Please give back all the records exactly, but keep the pictures out.

..........

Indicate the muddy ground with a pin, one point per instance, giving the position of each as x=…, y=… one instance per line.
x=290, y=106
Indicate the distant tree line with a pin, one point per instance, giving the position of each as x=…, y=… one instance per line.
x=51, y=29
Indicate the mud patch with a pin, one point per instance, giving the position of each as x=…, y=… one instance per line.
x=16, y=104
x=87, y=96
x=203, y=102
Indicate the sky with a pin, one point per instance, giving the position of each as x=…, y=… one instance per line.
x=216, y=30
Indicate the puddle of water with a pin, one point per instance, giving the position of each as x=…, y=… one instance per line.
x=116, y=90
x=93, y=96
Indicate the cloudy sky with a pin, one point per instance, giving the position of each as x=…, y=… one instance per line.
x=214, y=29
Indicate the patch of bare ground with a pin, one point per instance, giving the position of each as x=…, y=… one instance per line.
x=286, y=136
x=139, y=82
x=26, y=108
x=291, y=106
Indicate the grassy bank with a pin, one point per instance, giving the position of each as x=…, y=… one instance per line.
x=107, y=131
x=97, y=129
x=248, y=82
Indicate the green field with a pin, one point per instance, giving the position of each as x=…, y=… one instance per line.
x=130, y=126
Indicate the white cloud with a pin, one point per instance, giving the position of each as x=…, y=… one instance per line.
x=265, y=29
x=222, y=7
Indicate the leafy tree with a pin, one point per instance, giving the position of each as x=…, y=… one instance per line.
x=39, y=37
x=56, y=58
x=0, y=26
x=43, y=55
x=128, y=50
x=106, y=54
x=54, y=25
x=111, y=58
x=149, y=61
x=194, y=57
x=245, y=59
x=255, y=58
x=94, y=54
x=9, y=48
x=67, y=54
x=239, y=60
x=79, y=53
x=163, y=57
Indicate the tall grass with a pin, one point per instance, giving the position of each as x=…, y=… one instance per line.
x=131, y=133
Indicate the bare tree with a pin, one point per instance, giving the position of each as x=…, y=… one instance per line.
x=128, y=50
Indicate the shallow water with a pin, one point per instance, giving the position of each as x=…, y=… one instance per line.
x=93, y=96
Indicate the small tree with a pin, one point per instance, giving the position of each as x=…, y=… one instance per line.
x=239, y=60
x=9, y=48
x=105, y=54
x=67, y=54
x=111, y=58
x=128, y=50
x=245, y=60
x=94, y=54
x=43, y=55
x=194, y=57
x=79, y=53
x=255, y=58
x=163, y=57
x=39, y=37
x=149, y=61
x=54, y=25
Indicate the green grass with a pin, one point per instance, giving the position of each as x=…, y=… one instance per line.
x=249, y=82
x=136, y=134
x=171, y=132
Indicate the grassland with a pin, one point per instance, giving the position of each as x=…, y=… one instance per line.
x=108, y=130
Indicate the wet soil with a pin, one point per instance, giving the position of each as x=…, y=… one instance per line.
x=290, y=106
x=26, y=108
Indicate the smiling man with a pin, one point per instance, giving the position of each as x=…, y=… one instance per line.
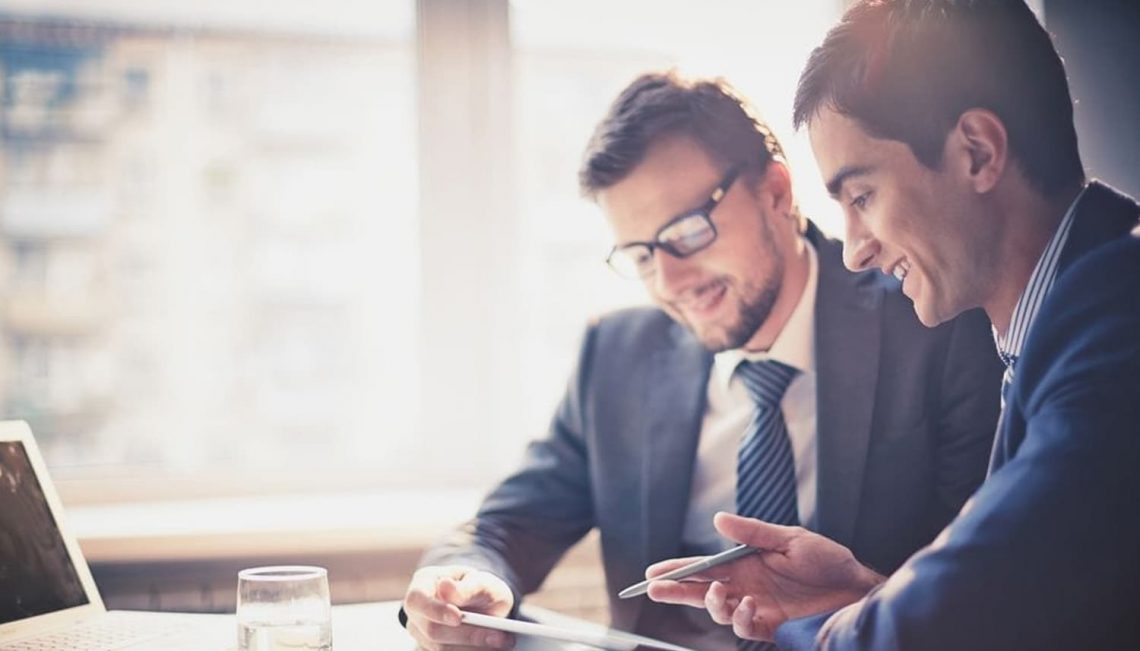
x=945, y=130
x=767, y=381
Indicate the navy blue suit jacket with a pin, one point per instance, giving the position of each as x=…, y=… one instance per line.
x=905, y=421
x=1047, y=553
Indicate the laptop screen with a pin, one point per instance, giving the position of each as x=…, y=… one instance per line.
x=35, y=570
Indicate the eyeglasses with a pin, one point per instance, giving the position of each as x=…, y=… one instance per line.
x=681, y=236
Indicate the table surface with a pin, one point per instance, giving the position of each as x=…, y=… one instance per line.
x=376, y=627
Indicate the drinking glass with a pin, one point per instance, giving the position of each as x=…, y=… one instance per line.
x=284, y=608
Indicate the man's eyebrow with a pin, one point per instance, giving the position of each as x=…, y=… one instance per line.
x=836, y=182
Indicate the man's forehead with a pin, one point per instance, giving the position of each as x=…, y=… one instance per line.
x=843, y=149
x=672, y=179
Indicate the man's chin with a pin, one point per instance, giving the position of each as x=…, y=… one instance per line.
x=716, y=340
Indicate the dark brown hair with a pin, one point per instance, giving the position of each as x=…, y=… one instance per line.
x=906, y=70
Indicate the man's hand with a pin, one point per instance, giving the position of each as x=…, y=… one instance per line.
x=434, y=597
x=795, y=575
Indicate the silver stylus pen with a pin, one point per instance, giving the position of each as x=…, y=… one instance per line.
x=691, y=569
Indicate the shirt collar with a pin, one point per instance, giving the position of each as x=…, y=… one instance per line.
x=794, y=346
x=1033, y=295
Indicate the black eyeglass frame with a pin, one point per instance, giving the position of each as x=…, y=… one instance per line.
x=705, y=212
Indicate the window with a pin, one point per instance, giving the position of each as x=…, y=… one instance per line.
x=243, y=252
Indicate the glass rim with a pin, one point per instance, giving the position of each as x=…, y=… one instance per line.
x=283, y=572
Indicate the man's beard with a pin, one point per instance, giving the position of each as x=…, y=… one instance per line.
x=755, y=306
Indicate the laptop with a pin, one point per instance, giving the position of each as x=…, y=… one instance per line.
x=48, y=599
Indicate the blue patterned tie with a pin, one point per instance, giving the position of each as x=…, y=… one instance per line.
x=765, y=464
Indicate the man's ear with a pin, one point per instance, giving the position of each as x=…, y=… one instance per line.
x=980, y=146
x=775, y=188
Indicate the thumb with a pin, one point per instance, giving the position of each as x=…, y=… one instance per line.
x=752, y=532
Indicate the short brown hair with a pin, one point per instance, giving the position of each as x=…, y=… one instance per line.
x=661, y=104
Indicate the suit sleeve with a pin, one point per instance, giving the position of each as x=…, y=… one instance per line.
x=1047, y=554
x=530, y=519
x=969, y=398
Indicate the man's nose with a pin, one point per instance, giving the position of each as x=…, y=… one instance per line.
x=860, y=246
x=668, y=273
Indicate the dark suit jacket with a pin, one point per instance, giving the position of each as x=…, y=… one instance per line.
x=1047, y=554
x=905, y=420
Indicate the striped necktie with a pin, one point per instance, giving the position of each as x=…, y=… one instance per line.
x=765, y=464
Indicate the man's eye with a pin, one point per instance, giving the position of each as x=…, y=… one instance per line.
x=860, y=202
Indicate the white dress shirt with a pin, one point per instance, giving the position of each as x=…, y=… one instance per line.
x=730, y=411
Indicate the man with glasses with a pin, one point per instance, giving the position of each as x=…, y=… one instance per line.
x=768, y=381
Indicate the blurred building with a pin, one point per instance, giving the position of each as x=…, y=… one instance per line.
x=189, y=222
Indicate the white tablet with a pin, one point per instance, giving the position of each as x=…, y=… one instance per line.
x=584, y=633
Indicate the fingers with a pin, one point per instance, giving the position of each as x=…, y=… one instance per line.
x=754, y=532
x=432, y=604
x=432, y=636
x=683, y=593
x=719, y=603
x=422, y=604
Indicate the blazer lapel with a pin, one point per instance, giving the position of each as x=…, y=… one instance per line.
x=675, y=397
x=1102, y=214
x=847, y=340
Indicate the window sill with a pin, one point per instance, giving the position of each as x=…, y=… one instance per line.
x=267, y=526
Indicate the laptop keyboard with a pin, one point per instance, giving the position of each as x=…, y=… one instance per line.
x=102, y=634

..........

### Task answer
Indicate the muddy ground with a pin, one point per instance, giving the position of each as x=…, y=… one instance per line.
x=290, y=106
Indicate the distant tree line with a pin, one point per instance, giving the position of each as x=…, y=… one instance per line.
x=51, y=29
Indicate the mud patch with a pin, one point per instance, giving the position of each as x=…, y=… one instance per line.
x=16, y=104
x=87, y=96
x=203, y=102
Indicate the sky with a pin, one point per instance, giving the position of each as x=…, y=… one instance per line.
x=216, y=30
Indicate the puddle of water with a pin, one point per instance, giving the position of each as x=…, y=… one instance per line.
x=116, y=90
x=93, y=96
Indicate the cloudy sky with a pin, one point per instance, giving the position of each as x=…, y=… one instance per line.
x=214, y=29
Indicate the patch of bare ground with a pin, one point per instance, giving the position of each as x=…, y=… one instance per line.
x=286, y=136
x=139, y=82
x=26, y=108
x=291, y=106
Indicate the grassy bank with a pin, one point per instance, giving the position of each as x=…, y=… one instance per line.
x=107, y=131
x=97, y=129
x=248, y=82
Indicate the green field with a pin, one point per instance, giving the position of each as x=…, y=… one instance per line.
x=130, y=126
Indicate the white cloud with a pin, one point per instance, giving the position of each as x=…, y=… one instance per line.
x=265, y=29
x=222, y=7
Indicate the leafy tree with a pin, one point per instance, giving the position of each as x=…, y=… one instance per line.
x=39, y=37
x=56, y=58
x=0, y=26
x=43, y=55
x=128, y=50
x=106, y=54
x=54, y=25
x=111, y=58
x=149, y=61
x=194, y=57
x=245, y=59
x=255, y=58
x=94, y=54
x=9, y=48
x=67, y=54
x=239, y=60
x=79, y=53
x=163, y=57
Indicate the tall grass with a pin, one point per instance, giving the position of each as x=…, y=… one instance per line.
x=131, y=133
Indicate the bare tree with a pin, one point per instance, giving the position of each as x=…, y=… one instance per line.
x=128, y=50
Indicate the shallow water with a pin, one point per instance, giving the position of each as x=…, y=… one instance per line.
x=93, y=96
Indicate the small tree with a pin, one point per instance, giving the position of each as x=…, y=… one instance per line.
x=239, y=60
x=9, y=48
x=105, y=54
x=67, y=54
x=111, y=58
x=128, y=50
x=245, y=60
x=94, y=54
x=43, y=55
x=194, y=57
x=79, y=53
x=255, y=58
x=163, y=57
x=39, y=37
x=149, y=61
x=54, y=25
Indicate the green grass with a pin, one point per instance, giving the position of each as x=…, y=… one instance per line.
x=249, y=82
x=136, y=134
x=171, y=132
Indicate the grassland with a pin, one point per instance, giving the position of each as x=…, y=… one instance per line.
x=108, y=130
Indicate the wet soil with a pin, one point per instance, giving the position of each as x=…, y=… one instance per line.
x=290, y=106
x=26, y=108
Indicate the smiling man with a pin, one point per instance, giving the position of each as x=…, y=… one instance per line.
x=945, y=130
x=767, y=381
Indicate the navy blue suit jacket with a pin, one point per instance, giving the position of each as x=…, y=… one instance per line.
x=905, y=421
x=1047, y=553
Indicate the laptop screen with a pin, one point per instance, giving the position of each as x=…, y=… one instance per line.
x=35, y=570
Indicate the eyeglasses with a pin, one point per instance, giving the position of each as x=…, y=… one instance per line.
x=681, y=236
Indicate the table surface with a pin, one point per instance, giving the position of each as x=…, y=… one instance per line.
x=376, y=627
Indicate the drinking glass with a pin, one point per instance, giving the position of each as x=…, y=… one instance per line.
x=284, y=608
Indicate the man's eyebrow with a pin, one point per instance, giving the position of each as x=…, y=… one instance per line.
x=836, y=182
Indicate the man's forehead with a pin, one point per instance, giving the position of each as x=…, y=… one instance per line.
x=843, y=149
x=672, y=179
Indicate the man's chin with a pin, one point per instance, giving the position of each as x=…, y=… one instance per line.
x=716, y=340
Indicate the dark brown hair with a pin, one point per instance, giving the position of each as x=…, y=… one instance per line.
x=906, y=70
Indicate the man's hand with a pin, one point per instance, giving the position of each as x=…, y=… one instance per line.
x=434, y=597
x=795, y=575
Indicate the silver stylus pen with a pin, one point per instance, giving the position of each as x=…, y=… one instance per line.
x=691, y=569
Indicate the shirt collar with a pin, one point per instance, giving the position of each as x=…, y=… one instance per line.
x=794, y=346
x=1033, y=295
Indicate the black eyeglass frame with a pin, one point per instance, giving the position of each as x=…, y=… one instance per line.
x=705, y=212
Indicate the window with a pin, one point per instance, giving the position of each as x=…, y=… one instance per line.
x=243, y=252
Indicate the glass rim with a pin, one point per instance, giving the position of each as x=…, y=… one instance per line.
x=283, y=572
Indicate the man's beard with a pin, one point per instance, giving the position of each as x=…, y=… one instance per line.
x=755, y=306
Indicate the laptop with a pin, one point per instance, giving the position of each as x=…, y=… one instance per line.
x=48, y=599
Indicate the blue patterned tie with a pin, one point per instance, giving the position of each as x=…, y=… one instance per line.
x=765, y=464
Indicate the man's ear with a pin, one point per instance, giving the position of each as x=…, y=… one instance per line.
x=980, y=146
x=775, y=188
Indicate the thumb with a pin, one point per instance, giving the position of each as x=…, y=… one instance per line.
x=752, y=532
Indicate the short brown hair with a pin, one point per instance, giving the position of each as x=…, y=… one instance per line.
x=661, y=104
Indicate the suit sleeve with a pin, one point per instance, giving the position of each as x=…, y=… one instance per line.
x=1047, y=554
x=530, y=519
x=969, y=398
Indicate the man's nose with a pin, one point per instance, giving the position of each as x=…, y=… one instance per line.
x=860, y=246
x=668, y=273
Indicate the dark suit jacket with a pin, one point per instance, giving the position of each as x=…, y=… one instance per line.
x=1047, y=554
x=905, y=420
Indicate the striped necktie with a pin, one point per instance, giving the position of each as x=…, y=… one instance per line.
x=765, y=464
Indicate the man's eye with a pin, one point per instance, giving the position of each as x=…, y=… one instance per line.
x=860, y=202
Indicate the white dress shirt with a pin, one point per instance, giving the position of each as x=…, y=… one instance per line.
x=730, y=411
Indicate the man with glasses with a pin, one point per instance, giving the position of each as x=…, y=… one instance per line.
x=768, y=381
Indicate the blurred building with a pin, one point per instance, giving the position of each as x=…, y=… one instance per line.
x=189, y=222
Indicate the white tablet with a pin, one point per instance, giving the position of each as x=…, y=… one instance per line.
x=584, y=633
Indicate the fingers with a pin, one point per instance, giving the position of each as x=…, y=… one instance per line.
x=754, y=532
x=432, y=604
x=432, y=636
x=683, y=593
x=719, y=603
x=422, y=604
Indicate the blazer lapel with a pin, one point per instance, giving the position of each as x=…, y=… one instance per line.
x=675, y=397
x=1102, y=214
x=847, y=340
Indicate the window sill with a pin, one point per instance, giving the position of each as x=…, y=… one instance per line.
x=267, y=526
Indicate the laptop keyboard with a pin, one point per instance, giving the position of each as x=…, y=… one instance per line.
x=102, y=634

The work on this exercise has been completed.